(Natural language region descriptions)

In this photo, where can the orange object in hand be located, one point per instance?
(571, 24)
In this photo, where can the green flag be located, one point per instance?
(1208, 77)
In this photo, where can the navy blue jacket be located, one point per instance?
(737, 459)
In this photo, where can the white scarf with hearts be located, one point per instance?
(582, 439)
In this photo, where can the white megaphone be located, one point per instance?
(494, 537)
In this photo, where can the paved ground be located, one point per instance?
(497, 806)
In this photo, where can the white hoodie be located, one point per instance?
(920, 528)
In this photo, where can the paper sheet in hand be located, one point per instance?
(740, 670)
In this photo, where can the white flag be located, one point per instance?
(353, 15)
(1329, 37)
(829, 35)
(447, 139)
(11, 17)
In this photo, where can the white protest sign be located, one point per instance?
* * *
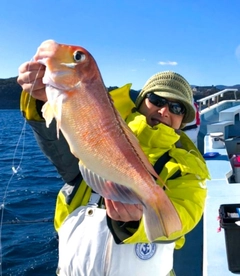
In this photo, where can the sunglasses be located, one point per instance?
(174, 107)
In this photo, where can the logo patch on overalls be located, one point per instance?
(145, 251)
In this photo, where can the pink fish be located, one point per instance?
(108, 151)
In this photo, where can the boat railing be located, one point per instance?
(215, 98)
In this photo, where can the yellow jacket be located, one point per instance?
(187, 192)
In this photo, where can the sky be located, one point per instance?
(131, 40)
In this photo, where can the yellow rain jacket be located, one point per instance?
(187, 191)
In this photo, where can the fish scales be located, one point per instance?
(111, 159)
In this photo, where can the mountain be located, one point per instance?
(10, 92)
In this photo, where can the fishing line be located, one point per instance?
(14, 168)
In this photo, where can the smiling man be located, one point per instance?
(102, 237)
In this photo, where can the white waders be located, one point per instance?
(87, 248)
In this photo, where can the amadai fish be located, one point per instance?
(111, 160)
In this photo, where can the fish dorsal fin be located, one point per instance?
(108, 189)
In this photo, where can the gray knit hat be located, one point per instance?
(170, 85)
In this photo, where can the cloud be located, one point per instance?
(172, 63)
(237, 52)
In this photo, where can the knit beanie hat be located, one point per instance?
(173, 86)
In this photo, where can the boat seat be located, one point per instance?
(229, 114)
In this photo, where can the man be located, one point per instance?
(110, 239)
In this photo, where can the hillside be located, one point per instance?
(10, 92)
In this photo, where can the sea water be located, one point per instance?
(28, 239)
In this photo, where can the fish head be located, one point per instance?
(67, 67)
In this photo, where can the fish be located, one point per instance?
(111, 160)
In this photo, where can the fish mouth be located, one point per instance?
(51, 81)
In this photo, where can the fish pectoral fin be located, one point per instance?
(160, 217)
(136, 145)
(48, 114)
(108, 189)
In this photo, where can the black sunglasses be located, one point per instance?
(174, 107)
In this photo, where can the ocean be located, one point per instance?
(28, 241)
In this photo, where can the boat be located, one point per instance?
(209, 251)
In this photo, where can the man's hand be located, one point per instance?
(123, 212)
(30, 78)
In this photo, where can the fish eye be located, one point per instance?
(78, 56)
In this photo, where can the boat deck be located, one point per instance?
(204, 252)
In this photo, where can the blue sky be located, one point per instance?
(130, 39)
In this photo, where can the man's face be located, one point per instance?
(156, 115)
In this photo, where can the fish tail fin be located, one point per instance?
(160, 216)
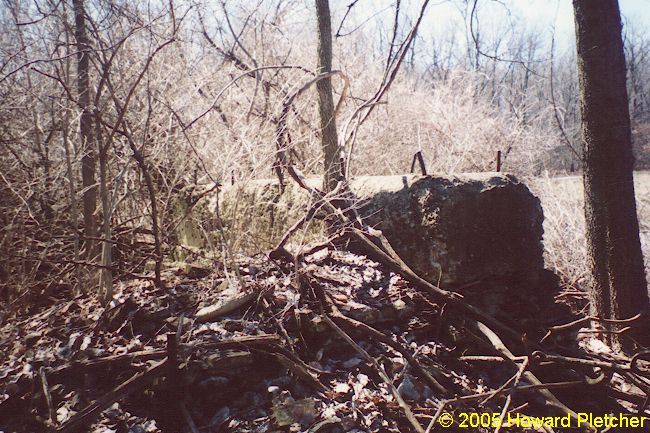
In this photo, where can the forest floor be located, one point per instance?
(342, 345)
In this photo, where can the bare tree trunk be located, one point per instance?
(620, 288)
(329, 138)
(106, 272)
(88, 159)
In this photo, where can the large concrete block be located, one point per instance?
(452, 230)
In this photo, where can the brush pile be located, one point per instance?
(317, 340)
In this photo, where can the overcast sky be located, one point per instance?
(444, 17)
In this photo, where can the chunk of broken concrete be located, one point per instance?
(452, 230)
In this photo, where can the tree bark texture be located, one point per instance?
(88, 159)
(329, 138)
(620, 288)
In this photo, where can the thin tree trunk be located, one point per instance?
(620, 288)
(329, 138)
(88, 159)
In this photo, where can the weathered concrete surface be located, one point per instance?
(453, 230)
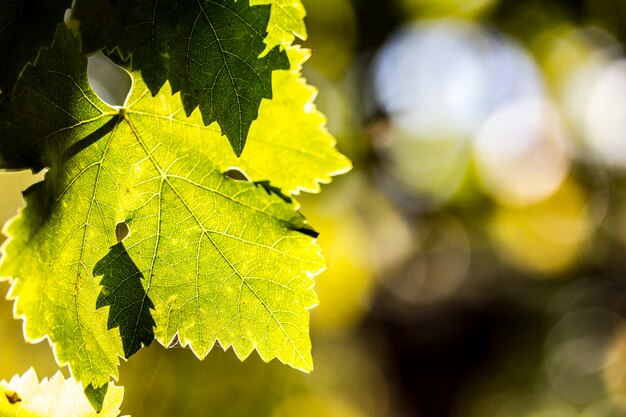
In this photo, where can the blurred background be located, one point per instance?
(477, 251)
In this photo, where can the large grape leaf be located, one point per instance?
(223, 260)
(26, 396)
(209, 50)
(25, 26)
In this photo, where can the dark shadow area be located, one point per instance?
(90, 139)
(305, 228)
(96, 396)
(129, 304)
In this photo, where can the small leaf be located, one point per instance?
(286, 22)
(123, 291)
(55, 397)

» Problem
Look above for the line that contains "In this photo, where can the paved". Starting there, transcribe every line exactly until you have copied the line that contains "In this photo, where can the white protest".

» Answer space
In this photo, where can the paved ground be located, one point per instance?
(497, 806)
In this photo, where can the white hoodie be located, one point per instance?
(920, 528)
In this photo, where can the paper sheet in hand be located, one point per instance?
(740, 670)
In this photo, where can the white flag be located, one point per instance?
(353, 15)
(1329, 37)
(829, 35)
(447, 139)
(11, 17)
In this photo, where can the white protest sign be located, one point per instance?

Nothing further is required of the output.